┌──
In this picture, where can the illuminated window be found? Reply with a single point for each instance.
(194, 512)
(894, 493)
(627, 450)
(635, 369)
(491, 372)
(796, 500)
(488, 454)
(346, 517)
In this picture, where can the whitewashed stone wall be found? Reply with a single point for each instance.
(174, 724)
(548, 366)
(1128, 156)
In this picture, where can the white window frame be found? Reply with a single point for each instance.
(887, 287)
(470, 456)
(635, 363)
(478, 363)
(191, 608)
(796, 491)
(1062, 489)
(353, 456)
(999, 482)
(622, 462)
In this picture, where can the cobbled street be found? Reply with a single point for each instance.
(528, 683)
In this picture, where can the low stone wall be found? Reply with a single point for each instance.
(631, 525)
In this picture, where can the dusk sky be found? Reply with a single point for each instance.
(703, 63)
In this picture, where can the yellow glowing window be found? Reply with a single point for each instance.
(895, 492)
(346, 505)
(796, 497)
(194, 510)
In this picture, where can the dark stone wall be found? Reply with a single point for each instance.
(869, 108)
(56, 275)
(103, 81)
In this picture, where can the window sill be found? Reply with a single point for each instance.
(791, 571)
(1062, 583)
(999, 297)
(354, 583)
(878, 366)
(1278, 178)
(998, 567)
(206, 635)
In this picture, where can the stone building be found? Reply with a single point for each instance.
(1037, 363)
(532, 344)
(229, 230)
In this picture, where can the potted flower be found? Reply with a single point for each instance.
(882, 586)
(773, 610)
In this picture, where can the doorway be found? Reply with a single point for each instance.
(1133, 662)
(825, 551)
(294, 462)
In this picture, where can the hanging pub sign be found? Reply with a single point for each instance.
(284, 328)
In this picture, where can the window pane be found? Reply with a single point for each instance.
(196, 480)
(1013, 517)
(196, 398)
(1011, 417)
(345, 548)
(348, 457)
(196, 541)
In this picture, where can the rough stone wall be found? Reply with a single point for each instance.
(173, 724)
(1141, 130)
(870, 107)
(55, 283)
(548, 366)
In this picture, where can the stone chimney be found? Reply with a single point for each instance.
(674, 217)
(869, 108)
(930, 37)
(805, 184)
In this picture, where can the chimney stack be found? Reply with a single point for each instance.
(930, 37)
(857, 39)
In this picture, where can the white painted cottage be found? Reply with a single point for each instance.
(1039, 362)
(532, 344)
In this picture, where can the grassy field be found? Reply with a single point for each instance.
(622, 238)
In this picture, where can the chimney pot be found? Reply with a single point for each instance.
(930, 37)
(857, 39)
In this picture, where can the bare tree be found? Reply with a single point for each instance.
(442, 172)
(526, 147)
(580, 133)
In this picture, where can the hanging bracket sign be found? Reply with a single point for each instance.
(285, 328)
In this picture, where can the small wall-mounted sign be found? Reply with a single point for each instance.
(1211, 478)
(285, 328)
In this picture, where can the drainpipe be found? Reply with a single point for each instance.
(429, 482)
└──
Work instructions - Copy out the material above word for word.

Full output -
In this picture, where can the illuminated window be found? Reply with a single point for each instance.
(194, 512)
(894, 493)
(627, 450)
(635, 369)
(491, 372)
(796, 500)
(488, 454)
(346, 517)
In this picture, where can the whitewashed stone wall be found? Reply with a single point for each instance.
(174, 724)
(548, 366)
(1128, 156)
In this picture, where can the white window frame be found? Reply with a single point for each instance.
(887, 287)
(470, 456)
(635, 363)
(478, 363)
(191, 608)
(796, 491)
(1062, 489)
(353, 456)
(999, 482)
(622, 462)
In this picture, where can the cobbled street be found? Reply with a single point for each instance.
(528, 683)
In this picture, where can the low stone wall be found? Reply with a single point for each instance.
(631, 525)
In this picture, where can the dusk sky be found? Reply with a single point for each instance.
(703, 63)
In this picture, where can the yellow glowing window be found? Reply with a single point for each instance.
(895, 492)
(346, 505)
(796, 497)
(194, 510)
In this picture, where can the dark stone wall be found? Reply with a single point for each instance.
(869, 108)
(56, 275)
(103, 81)
In this picture, where can the window sill be found? Reply with a single point for each instance.
(791, 571)
(1062, 583)
(999, 297)
(354, 583)
(878, 366)
(1278, 178)
(998, 567)
(206, 635)
In this picture, where can the stone building be found? Reply with a single point for each instance.
(1037, 363)
(532, 344)
(229, 230)
In this picture, where can the potted flower be found? Reply with a single point for each instance.
(882, 586)
(773, 610)
In this picture, where can the doorway be found? Reply with a single point for each instance.
(1133, 662)
(825, 551)
(294, 462)
In this picture, where can the hanging pub sign be found? Reply with a single point for each instance.
(284, 328)
In this picture, where can the window pane be found? Reply with a single point for each instance.
(196, 480)
(1013, 517)
(196, 398)
(1011, 417)
(345, 548)
(348, 457)
(196, 541)
In this picture, where can the rough stone wall be found? Reply with a single point for each instance.
(173, 724)
(1141, 130)
(870, 107)
(55, 283)
(548, 366)
In this picture, where can the stone chimney be found? Reply with a single point for each instance.
(674, 217)
(869, 108)
(930, 37)
(805, 184)
In this picture, where can the chimney stack be found? Reply with a single point for each instance.
(930, 37)
(857, 39)
In this picture, where can the white painted cottage be found? Reply with a single point for each instance.
(1039, 362)
(532, 344)
In this picture, where can the grassy field be found? Reply with a single point for each instance.
(622, 238)
In this picture, where can the chimney pot be found? Reply with a single point for each instance.
(930, 37)
(857, 39)
In this picture, where can the bare tree be found? Reply with a single point for each instance.
(442, 172)
(526, 147)
(580, 133)
In this picture, where can the hanging bracket sign be found? Reply with a single point for each instance.
(285, 328)
In this picture, where can the small wall-mounted sign be found? Reply with a single point for each instance.
(1211, 478)
(285, 328)
In this picture, where can the drainpipe be found? Reply with a single point for each instance.
(429, 482)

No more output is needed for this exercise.